Excerpt START

Sitting at home for weeks and months might make us irritable but we forget that we are secure. The people who ensure our safety have their own share of problems which are often overlooked, says Sarita Brara
Sakshi is one of the 204 women police officers roped in for COVID-19 duties in Kangra district, one of the worst affected by the second wave of the pandemic, in the hill state of Himachal Pradesh. Hailing from Palampur, Sakshi was deployed at the Behin village, a containment zone under Dehra police station, till May 24. After that, she moved to Shantala Containment Zone for some days before being stationed at the Police Lines in Dharamshala. While in Behin, Sakshi stayed in a school building along with four other women constables who cooked after a strenuous day’s duty that included standing guard at the village entry points or patrolling to ensure that no one entered the village through fields or other routes. If the force was curtailed because of some exigency, then they had to be on duty for 10 to 12 hours including the night shifts.
“We are in constant touch with the Panchayat Pradhan of the village. With his help and only after checking the necessary documents, do we allow people to enter the village. We need to be vigilant and patrol all the points that could be used for entering the village including agriculture fields,” Sakshi informed. Explaining how these police officers helped the village contain the spread of the virus, Tarsem Kumar, the Gram Panchayat Pradhan, said that the police force deployed at Behin during the containment period was quite effective. “Three camps for Covid-19 testing were organised successfully as these police personnel made sure proper protocols were followed. These women police officers had built a good rapport with the people and there were no untoward incidents during containment,” he explained.
Sakshi is among the 76 women police personnel from the Indian Reserve Battalion who can be deployed anywhere in the state based on the requirement at any particular time. Sakshi, who had joined the police force in 2018, has been on the move since then. Last year, when the first wave of the novel Coronavirus had strengthened its grip across the country, she was deployed for six months at Baddi, which was a hotspot. Then, Sakshi was sent to manage crowds during the Navratri festival at the Naina Devi temple. This was followed by stop-gap duties in Mandi, a district that had the second-highest number of COVID cases during the first wave.

Excerpt END

| Directions |
[a] Answer these questions using the article on women police officers in Kangra.
(i) How many women police officers were assigned to COVID-19 duties in Kangra district?
(ii) What position does Tarsem Kumar hold?
(iii) In what year did Sakshi join the police force?
[b] Retype the part of the article on women police officers in Kangra that starts at "Sakshi is among" and ends at "the first wave.".
[c] Write a continuation of the article on women police officers in Kangra, starting after its final sentence.

Data for analysis START

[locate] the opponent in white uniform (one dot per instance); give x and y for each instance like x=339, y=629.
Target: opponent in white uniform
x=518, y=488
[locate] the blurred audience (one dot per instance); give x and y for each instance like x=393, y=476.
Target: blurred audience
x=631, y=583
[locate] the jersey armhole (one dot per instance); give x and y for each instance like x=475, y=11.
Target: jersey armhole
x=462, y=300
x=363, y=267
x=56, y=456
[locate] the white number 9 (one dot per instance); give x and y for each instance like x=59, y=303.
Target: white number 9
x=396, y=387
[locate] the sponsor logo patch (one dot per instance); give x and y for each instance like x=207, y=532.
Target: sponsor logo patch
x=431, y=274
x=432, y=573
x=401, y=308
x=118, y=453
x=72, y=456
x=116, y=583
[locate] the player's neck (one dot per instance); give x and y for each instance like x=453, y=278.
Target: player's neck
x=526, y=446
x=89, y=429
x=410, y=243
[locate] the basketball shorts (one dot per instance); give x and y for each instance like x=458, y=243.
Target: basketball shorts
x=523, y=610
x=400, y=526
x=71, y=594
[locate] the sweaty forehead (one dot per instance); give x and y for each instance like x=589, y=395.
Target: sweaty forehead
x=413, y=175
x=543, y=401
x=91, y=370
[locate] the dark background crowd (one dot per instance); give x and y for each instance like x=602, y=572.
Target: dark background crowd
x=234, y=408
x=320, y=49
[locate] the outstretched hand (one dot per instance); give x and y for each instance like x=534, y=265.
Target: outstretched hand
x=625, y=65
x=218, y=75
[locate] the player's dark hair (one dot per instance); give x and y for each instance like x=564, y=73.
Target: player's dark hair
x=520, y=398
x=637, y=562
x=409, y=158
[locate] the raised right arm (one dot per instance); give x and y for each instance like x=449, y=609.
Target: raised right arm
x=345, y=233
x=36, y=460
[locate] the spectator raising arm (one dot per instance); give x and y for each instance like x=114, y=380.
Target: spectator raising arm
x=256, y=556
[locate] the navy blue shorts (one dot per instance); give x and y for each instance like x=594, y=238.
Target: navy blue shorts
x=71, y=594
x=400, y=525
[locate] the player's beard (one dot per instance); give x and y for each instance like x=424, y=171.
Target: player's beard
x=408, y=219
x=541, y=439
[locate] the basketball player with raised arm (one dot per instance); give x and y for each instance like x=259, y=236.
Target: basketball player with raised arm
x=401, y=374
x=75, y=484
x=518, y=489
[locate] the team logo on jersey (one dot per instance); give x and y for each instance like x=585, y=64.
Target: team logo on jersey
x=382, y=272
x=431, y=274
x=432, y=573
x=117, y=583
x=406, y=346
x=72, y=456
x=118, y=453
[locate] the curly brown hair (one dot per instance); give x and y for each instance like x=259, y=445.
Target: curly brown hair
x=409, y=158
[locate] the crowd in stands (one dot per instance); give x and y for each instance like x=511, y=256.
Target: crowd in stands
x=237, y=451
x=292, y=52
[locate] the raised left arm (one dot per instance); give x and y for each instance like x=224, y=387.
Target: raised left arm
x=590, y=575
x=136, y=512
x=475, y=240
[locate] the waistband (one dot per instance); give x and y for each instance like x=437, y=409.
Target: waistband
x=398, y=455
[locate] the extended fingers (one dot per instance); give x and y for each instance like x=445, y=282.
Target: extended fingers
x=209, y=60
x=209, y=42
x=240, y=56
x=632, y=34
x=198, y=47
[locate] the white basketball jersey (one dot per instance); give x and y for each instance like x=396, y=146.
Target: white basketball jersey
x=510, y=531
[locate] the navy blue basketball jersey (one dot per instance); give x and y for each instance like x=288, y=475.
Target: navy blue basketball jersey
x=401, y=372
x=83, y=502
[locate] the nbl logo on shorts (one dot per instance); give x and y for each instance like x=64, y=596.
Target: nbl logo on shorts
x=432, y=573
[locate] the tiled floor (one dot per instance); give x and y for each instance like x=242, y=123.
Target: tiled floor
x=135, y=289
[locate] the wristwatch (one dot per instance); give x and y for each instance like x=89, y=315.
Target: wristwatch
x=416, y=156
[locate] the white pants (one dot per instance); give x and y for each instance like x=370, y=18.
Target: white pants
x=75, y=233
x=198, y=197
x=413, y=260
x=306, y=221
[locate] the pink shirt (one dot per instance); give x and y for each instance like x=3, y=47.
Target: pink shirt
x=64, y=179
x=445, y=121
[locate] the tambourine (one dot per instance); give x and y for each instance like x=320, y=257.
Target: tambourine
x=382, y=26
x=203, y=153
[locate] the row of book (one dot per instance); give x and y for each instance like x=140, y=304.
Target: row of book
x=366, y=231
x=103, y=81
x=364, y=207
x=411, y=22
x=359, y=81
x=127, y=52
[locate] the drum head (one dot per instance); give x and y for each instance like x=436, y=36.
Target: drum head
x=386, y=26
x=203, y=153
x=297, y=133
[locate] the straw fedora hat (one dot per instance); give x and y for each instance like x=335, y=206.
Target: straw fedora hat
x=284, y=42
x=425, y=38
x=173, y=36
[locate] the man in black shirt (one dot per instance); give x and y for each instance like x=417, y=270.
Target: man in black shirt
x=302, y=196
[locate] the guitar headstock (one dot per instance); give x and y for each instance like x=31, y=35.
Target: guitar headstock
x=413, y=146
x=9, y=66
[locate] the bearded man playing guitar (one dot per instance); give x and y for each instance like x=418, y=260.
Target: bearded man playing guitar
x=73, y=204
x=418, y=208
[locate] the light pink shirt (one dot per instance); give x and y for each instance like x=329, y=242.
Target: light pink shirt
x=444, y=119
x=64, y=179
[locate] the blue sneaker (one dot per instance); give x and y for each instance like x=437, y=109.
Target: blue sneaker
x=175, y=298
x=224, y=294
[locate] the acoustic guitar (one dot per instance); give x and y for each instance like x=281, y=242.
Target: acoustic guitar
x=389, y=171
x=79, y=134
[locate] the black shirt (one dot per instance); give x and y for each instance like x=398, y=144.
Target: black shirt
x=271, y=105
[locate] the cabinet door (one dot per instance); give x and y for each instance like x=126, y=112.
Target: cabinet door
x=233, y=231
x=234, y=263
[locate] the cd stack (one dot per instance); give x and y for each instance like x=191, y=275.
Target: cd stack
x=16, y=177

Data for analysis END

| Numbered responses |
[a]
(i) 204
(ii) Gram Panchayat Pradhan
(iii) 2018

[b]
Sakshi is among the 76 women police personnel from the Indian Reserve Battalion who can be deployed anywhere in the state based on the requirement at any particular time. Sakshi, who had joined the police force in 2018, has been on the move since then. Last year, when the first wave of the novel Coronavirus had strengthened its grip across the country, she was deployed for six months at Baddi, which was a hotspot. Then, Sakshi was sent to manage crowds during the Navratri festival at the Naina Devi temple. This was followed by stop-gap duties in Mandi, a district that had the second-highest number of COVID cases during the first wave.

[c]
A life full of challenges
Aarti, another women constable, also deployed in Behin village shared that their duty demands them to adapt as they move from place to place. “Sometimes, we have to stay in schools, panchayat bhawans or even police stations. We can be accommodated at any place, at short notice, with bare minimum facilities,” she informed.“There are times when we manage to get good food, while there are days when we are not so lucky. However, we have learnt to manage. We are always ready with our bedding and other necessities so that we can move swiftly whenever and wherever we are asked to go,” shared these two young, gutsy women officers. Over the years, they have learnt to strategise to make their stay a little less uncomfortable especially during physically and mentally demanding times like these. “We are assigned duties in shifts. This way, whoever is not on duty, cooks for others. This arrangement works well for the five of us deployed here,” explained Aarti who was deployed in Behin since April 12.
At-risk frontline workers
“Yes, the risk of being infected is always there,” said the women officers. However, they are provided with the necessary gear like masks, gloves, sanitisers and PPE kits. “Last year, during the first wave, while I was posted on the Baddi border, I had to wear a PPE kit the entire time to protect myself and others,” informed Sakshi. It is not just the officers posted on site who are at risk but the women police personnel posted in thanas (stations) have also been assigned roles as frontline workers. They too have to travel to nearby villages to ensure villagers are following the lockdown rules. However, they are not required to stay there. Bindu, a station house officer (SHO), at a woman police station in Dharamshala was infected by COVID-19 while she had gone to investigate a rape case. Today, she inspects and monitors various Covid-19 related activities assigned to the police officers in addition to other duties. According to Dinesh Kumar, Additional Superintendent of Police, Kangra, said, “Apart from duties in containment zones, the policewomen are deployed at vaccination centres and markets to prevent chaos during relaxation of curfew and to ensure that Covid-19 protocols are followed. They make sure that people follow rules of social distancing and that the shops close on time. They are also posted at traffic points to make sure that COVID-19 appropriate behaviour is being followed at all times.”
Their sense of duty keeps them going
These women have to confront unruly, uncooperative, rude and aggressive behaviour when violators are warned to follow the relevant protocols. Additionally, long hours of duty, lack of washroom facilities are some of the challenges that they have to take in their stride. When these policewomen are deployed at places for a long time at places which do not even have the basic facilities, they do feel a little dispirited. But this momentary feeling is nothing compared to the happiness and satisfaction they derive from serving the nation. “I feel proud of being a part of the force that ensures law and order in the country and protects people,” shared Sakshi. Police are often at the receiving end, but these plucky policewomen are risking their own lives to ensure that we are safe, like so many other frontline workers in these trying times.